Détails du problème -
Répondez aux questions suivantes sur le texte consacré à la Trinité.
(a) Comment le texte définit-il le Père ?
(b) Qu'est-ce que le Catholicisme a ajouté, selon le texte ?
(c) Quelle tradition le texte juge-t-il probablement l'expression la plus profonde et ancienne de l'approche ternaire ?

Source -
· · · · · · ·

Dans "La foi ou la nostalgie de l'admirable", fidèle à la christologie mystique orthodoxe des Pères grecs, le philosophe français Bertrand Vergely réinterprète la Trinité comme ternaire en tant qu'indispensable préalable à toute possibilité de cheminement intérieur et d'accomplissement spirituel.

Le Père y est la Source absolue et transcendante de tout ce qui existe : il est l'éternel créateur dont tout émane et participe.

Le Fils y devient l'Incarnation c'est-à-dire la manifestation du Père par immanence dans tout ce qui existe, y compris chaque homme : le Christ, en ce sens, est l'expression de "l'homme intérieur", c'est-à-dire le vis-à-vis divin et profond de cet homme extérieur, superficiel et mondain qui doit mourir sacrifié pour que ressuscite l'homme divinisé ("Dieu s'est fait homme pour que l'homme devienne Dieu").

Enfin, l'Esprit est l'indispensable moteur du Devenir qui préside à la convergence et à la communion fusionnelle entre le Père et le Fils, entre transcendance et immanence, dans l'unité absolue et indivise du Un dont les trois "personnes" (au sens étymologique de "masque théâtral par où sonne la voix") ne sont que des hypostases.

On comprend vite que, hors le vocabulaire chrétien utilisé, n'importe quel mystique de n'importe quelle tradition pourra se reconnaître dans cette approche ternaire. La Trimurti indienne en est, probablement l'expression la plus profonde et ancienne. Par contre, cette expression trinitaire est totalement absente de l'Islam qui, dès lors, se condamne au statisme rigide de sa seule révélation littérale. De même, le Protestantisme a largement abandonné la centralité de l'approche trinitaire pour se scléroser en moralisme rigide et déspiritualisé. Le Catholicisme, lui, a conservé la Trinité, mais, en ajoutant le fameux filioque qui fait participer l'Esprit également du Fils, il coupe les ailes à toute dynamique mystique et herméneutique en transformant la relation dynamique triangulaire en relation hiérarchique figée.

· · · · · · ·

Extraits d'enregistrements -
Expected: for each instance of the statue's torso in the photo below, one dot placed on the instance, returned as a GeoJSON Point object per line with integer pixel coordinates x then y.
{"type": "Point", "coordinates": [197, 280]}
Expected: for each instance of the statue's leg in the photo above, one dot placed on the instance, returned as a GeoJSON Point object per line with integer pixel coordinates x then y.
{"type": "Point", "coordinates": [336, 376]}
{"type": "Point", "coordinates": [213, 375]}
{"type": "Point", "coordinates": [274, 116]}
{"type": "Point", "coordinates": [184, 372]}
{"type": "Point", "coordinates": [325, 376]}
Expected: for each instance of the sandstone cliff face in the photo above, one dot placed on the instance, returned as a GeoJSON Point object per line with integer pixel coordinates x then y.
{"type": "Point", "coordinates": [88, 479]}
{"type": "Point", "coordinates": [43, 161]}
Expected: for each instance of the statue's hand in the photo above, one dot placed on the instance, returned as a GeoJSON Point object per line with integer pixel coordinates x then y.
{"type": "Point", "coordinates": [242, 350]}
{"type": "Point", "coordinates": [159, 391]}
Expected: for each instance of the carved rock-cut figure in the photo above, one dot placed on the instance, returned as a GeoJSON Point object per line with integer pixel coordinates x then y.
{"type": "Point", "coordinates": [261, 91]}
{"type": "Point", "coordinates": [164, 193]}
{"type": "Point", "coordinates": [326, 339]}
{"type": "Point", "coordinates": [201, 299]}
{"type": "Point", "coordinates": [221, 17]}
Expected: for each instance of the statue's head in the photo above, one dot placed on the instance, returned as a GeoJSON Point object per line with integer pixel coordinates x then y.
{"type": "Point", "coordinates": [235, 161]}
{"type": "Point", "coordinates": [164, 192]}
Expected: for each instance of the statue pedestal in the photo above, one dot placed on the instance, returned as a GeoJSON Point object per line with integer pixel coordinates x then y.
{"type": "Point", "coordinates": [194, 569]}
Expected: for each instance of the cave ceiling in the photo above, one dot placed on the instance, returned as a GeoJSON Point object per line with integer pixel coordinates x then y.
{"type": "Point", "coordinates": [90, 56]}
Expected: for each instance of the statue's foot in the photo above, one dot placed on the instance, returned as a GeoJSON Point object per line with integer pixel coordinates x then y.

· · · · · · ·

Solution rédigée -
(a) Le Père est la Source absolue et transcendante de tout ce qui existe, l'éternel créateur dont tout émane et participe.
(b) Il a ajouté le filioque, qui fait participer l'Esprit également du Fils.
(c) La Trimurti indienne.